--- START ---

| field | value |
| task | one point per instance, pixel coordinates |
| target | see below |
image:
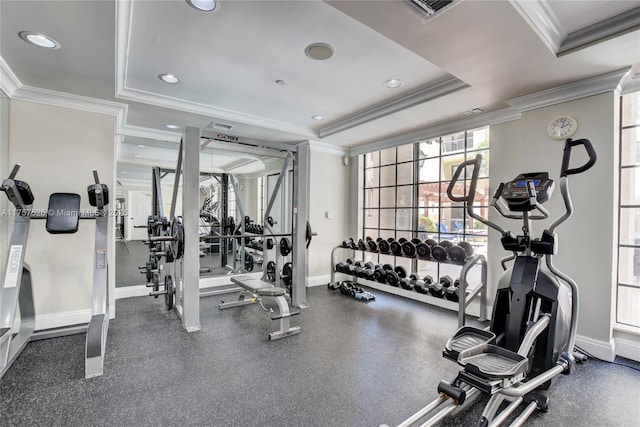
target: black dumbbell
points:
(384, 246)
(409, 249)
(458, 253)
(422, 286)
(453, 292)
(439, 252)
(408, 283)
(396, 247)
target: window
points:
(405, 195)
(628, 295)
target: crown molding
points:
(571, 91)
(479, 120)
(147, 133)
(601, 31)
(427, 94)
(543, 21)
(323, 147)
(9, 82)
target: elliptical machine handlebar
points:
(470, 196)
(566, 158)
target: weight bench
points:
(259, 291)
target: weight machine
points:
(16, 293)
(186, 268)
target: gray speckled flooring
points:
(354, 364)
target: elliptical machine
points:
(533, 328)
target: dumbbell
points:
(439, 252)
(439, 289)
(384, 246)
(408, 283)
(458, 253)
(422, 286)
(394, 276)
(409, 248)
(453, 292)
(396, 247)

--- END ---
--- START ---

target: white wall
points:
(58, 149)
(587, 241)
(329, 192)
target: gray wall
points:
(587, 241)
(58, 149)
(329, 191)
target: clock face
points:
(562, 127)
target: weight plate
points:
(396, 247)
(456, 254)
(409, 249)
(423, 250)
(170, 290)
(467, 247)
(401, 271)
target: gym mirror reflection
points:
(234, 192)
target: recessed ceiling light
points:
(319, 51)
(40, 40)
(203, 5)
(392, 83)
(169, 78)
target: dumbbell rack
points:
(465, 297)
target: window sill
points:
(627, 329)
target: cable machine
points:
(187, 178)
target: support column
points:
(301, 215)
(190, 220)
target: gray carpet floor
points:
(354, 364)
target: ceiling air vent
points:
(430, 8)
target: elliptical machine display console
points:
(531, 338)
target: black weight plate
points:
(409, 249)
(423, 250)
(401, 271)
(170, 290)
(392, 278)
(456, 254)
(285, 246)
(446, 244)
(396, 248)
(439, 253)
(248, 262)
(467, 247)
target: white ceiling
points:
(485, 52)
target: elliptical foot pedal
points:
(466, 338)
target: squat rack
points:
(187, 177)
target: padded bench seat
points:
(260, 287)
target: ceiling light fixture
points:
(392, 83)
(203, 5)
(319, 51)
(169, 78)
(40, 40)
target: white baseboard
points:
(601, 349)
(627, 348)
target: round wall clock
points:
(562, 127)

--- END ---

DO THIS: Which lines in the records above contain the word "light"? Gather each of them, treating uppercase and lowercase as different.

ANSWER TO THE EXERCISE:
target: recessed ceiling light
target: ceiling light fixture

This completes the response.